• _Instructions for the task_
In the lines below, change every "Provide a point" to "Give one point" and leave everything else as it is. Omit the pictures from your answer.
_ _ _ _
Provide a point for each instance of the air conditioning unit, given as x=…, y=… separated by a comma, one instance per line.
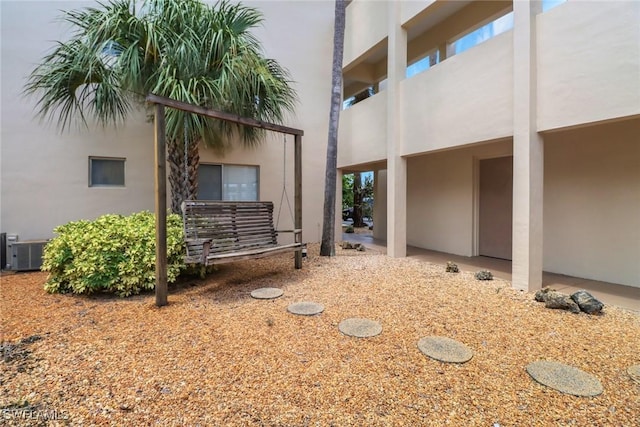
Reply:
x=27, y=255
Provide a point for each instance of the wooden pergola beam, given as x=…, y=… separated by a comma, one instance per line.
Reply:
x=160, y=103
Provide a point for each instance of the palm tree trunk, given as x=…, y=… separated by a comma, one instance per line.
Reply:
x=327, y=247
x=183, y=180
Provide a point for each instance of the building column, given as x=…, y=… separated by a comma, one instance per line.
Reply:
x=396, y=165
x=528, y=154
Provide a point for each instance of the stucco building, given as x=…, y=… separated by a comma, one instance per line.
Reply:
x=508, y=129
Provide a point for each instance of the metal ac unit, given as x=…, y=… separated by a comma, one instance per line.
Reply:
x=27, y=255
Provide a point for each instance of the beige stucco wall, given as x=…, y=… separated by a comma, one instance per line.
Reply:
x=592, y=202
x=44, y=173
x=362, y=132
x=588, y=62
x=464, y=99
x=366, y=25
x=440, y=197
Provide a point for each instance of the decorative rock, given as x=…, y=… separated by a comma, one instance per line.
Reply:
x=452, y=267
x=587, y=302
x=561, y=301
x=356, y=246
x=305, y=308
x=361, y=328
x=484, y=275
x=541, y=295
x=445, y=349
x=564, y=378
x=267, y=293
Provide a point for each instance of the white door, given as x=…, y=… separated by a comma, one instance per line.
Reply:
x=495, y=207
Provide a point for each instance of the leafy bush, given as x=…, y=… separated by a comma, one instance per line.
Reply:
x=114, y=253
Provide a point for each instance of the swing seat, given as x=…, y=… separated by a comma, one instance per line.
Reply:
x=219, y=232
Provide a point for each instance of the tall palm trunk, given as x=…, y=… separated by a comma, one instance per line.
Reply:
x=327, y=247
x=183, y=173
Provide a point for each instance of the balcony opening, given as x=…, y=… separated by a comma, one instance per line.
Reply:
x=366, y=76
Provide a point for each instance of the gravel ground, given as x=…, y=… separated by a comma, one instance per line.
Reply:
x=216, y=356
_ _ _ _
• _Answer to this task_
Give one point for each instance of the air conditioning unit, given as x=…, y=… separated by a comma, one instance per line.
Reply:
x=27, y=255
Give one point for each instance of the wooden pergola beam, given as x=…, y=… separated by a comma, one instance per line.
Reply:
x=160, y=103
Give one point for each instance of the palm tree trunk, given as x=…, y=… separated by a comma, one instance per line.
Reply:
x=327, y=247
x=183, y=180
Give one point for each instance of the building column, given as x=…, y=… separated by a comma, one instance per line.
Reply:
x=396, y=165
x=528, y=154
Give one point for each instance of the stucco building, given as x=…, y=… separated by a comma, one instance per line.
Reply:
x=508, y=129
Give one point for each instance of the metal ac unit, given as x=…, y=… separated by a comma, one instance per line.
Reply:
x=27, y=255
Give one point for each instance of the beige stucco wall, given as x=…, y=… separated by a comma, one instance per line.
Reply:
x=592, y=202
x=44, y=173
x=362, y=132
x=588, y=62
x=464, y=99
x=366, y=25
x=440, y=197
Give one point for each instance of the decorative rock, given as x=…, y=… separated by a comma, one instance per line.
Reply:
x=452, y=267
x=587, y=302
x=561, y=301
x=356, y=246
x=305, y=308
x=361, y=328
x=484, y=275
x=541, y=295
x=445, y=349
x=564, y=378
x=267, y=293
Give one point for each instance of the white door, given as x=…, y=… separated by a comma, one instance per line.
Reply:
x=495, y=207
Give one point for each instance of the leafy bush, given as x=…, y=… separated by a comma, one instance per line.
Reply:
x=114, y=253
Give one point for each instance of the swing seat, given as x=…, y=… separated by a comma, one instance per line.
Reply:
x=219, y=232
Give one point for each instance of the tall palm trunk, given as x=…, y=… separated by a comma, one instance per line.
Reply:
x=327, y=247
x=183, y=173
Give one point for each instance of the balcony opening, given as x=…, y=… separated by a comma, one instance per line.
Reply:
x=366, y=76
Give one point for each instance of the gravel ground, given as x=…, y=… separated by a comma, one instance per line.
Reply:
x=216, y=356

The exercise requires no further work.